| Exercise goal |
Reproduce verbatim the lines of the listing below, from the line holding "Tag the child in" through the line holding "<point>153,191</point>", with both of those lines included.

[Object position labeling entries]
☆ ☆ ☆
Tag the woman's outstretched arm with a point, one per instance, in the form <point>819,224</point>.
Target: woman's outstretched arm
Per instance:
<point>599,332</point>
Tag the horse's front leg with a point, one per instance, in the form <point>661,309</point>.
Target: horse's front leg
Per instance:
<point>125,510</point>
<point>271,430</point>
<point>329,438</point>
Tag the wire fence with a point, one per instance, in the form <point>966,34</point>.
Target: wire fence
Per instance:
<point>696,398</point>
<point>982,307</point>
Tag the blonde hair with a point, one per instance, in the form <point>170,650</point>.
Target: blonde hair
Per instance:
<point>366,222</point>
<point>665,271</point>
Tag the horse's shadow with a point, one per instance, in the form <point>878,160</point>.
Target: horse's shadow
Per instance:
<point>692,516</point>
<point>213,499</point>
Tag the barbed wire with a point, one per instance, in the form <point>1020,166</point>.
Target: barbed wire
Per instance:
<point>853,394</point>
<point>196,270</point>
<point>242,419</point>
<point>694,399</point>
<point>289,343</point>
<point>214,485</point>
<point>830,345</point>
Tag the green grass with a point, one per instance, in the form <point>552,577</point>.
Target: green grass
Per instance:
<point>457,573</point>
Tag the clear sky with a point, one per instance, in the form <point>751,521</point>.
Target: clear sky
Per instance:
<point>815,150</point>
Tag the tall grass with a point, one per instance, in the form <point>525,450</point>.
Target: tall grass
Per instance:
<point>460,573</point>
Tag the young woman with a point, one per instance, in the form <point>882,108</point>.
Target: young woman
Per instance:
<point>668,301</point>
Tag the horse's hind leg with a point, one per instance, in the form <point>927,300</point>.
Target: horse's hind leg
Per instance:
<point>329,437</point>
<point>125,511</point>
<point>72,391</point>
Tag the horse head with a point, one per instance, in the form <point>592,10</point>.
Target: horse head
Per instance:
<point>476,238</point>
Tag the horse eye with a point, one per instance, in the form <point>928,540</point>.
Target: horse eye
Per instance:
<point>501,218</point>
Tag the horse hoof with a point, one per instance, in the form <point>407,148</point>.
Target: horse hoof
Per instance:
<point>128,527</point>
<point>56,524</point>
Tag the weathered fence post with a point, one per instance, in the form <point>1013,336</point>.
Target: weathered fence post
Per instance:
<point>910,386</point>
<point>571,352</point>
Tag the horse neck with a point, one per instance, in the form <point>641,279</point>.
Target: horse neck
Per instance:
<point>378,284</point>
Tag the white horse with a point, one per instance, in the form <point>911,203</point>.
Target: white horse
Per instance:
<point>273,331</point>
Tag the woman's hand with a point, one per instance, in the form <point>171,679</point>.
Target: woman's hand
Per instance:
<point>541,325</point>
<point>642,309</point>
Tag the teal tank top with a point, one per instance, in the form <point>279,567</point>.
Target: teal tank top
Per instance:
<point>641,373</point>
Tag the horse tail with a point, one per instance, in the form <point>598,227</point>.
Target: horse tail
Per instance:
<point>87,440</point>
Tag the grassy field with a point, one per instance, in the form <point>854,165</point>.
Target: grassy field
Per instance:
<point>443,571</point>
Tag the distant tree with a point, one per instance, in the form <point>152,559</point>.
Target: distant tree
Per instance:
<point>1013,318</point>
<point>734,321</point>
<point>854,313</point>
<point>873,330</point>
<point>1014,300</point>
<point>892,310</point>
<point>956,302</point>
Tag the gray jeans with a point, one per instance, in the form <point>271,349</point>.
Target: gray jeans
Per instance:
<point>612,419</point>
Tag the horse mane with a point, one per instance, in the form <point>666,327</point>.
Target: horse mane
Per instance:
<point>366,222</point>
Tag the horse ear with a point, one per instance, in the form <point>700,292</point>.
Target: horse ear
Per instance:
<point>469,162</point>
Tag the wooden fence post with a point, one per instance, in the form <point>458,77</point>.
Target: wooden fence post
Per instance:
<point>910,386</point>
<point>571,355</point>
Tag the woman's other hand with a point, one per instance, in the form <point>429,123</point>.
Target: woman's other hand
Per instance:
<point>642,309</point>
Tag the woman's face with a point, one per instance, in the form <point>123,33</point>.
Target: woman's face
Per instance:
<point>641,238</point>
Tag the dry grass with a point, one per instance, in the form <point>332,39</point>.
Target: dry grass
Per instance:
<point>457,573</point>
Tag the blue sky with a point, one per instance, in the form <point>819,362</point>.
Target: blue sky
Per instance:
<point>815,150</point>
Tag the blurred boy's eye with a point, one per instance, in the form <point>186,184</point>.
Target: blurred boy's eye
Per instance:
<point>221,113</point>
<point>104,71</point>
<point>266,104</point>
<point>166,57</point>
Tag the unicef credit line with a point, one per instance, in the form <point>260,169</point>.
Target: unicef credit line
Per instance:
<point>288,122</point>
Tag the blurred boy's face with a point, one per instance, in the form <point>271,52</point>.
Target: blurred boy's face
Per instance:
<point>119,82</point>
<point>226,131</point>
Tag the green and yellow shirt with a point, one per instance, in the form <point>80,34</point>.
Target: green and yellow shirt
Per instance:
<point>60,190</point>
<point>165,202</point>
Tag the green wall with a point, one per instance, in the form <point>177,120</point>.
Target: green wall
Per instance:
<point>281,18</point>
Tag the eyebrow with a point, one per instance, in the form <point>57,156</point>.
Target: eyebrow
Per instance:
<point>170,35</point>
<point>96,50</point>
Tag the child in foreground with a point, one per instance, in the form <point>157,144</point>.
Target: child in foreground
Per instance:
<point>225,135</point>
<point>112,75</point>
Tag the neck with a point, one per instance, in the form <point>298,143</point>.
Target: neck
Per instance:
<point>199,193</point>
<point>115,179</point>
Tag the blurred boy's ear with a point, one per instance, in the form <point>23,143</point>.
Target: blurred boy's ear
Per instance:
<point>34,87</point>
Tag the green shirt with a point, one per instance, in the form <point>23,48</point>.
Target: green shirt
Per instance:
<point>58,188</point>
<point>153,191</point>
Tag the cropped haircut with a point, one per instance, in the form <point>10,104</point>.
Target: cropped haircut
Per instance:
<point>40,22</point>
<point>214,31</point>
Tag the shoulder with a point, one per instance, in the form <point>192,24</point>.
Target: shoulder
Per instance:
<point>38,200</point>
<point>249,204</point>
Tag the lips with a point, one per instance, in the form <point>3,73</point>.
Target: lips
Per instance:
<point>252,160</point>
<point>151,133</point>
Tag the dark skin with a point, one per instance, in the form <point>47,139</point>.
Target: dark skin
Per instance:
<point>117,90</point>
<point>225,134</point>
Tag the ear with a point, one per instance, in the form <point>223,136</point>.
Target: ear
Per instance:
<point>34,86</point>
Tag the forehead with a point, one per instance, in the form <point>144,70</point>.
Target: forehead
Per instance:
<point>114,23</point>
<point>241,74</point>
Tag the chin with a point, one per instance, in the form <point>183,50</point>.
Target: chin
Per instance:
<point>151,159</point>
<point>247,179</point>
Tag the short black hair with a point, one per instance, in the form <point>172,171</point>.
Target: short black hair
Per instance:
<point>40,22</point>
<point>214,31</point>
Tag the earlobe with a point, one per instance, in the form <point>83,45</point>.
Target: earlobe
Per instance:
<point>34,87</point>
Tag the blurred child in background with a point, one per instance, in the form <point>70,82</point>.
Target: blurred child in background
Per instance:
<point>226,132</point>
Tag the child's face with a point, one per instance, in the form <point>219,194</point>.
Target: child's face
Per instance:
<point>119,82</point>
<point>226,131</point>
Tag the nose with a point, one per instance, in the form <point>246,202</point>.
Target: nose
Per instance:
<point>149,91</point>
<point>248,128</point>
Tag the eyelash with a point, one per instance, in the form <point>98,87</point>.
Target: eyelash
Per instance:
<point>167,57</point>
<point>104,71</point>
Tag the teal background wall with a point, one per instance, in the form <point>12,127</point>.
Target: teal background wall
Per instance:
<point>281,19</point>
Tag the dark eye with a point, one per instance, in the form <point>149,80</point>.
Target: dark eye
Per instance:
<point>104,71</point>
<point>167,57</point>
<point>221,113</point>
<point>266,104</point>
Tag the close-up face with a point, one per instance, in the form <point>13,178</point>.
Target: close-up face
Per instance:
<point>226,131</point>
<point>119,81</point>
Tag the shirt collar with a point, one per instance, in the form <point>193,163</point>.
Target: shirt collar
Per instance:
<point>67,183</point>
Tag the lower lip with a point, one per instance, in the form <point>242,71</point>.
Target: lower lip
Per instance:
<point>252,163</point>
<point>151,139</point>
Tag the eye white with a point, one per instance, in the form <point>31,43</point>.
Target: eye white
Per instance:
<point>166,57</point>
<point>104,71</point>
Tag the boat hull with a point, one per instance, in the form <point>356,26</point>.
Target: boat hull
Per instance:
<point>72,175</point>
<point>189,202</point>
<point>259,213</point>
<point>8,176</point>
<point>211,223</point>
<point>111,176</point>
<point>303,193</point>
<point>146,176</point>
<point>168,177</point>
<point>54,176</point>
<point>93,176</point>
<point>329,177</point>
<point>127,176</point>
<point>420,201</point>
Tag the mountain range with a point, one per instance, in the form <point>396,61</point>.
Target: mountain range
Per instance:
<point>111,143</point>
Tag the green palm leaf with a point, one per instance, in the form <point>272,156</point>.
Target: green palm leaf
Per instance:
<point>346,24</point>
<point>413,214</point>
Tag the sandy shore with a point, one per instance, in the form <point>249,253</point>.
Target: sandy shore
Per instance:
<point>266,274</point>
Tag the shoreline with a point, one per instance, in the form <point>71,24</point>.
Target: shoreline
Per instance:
☆ ☆ ☆
| Response to this task |
Tag the child in foreground with a point, one per instance, in the form <point>157,144</point>.
Target: child in foreground
Per instance:
<point>225,135</point>
<point>112,75</point>
Tag the neck with a point, one per instance, in the form <point>298,143</point>.
Target: neck
Per instance:
<point>199,193</point>
<point>115,179</point>
Tag the blurred boy's ear with a point, one per instance, in the form <point>23,143</point>.
Target: blurred boy's ear
Per instance:
<point>34,87</point>
Tag the green shirt with a point, one per instance, in the form <point>23,48</point>.
Target: green shirt
Per instance:
<point>58,188</point>
<point>153,191</point>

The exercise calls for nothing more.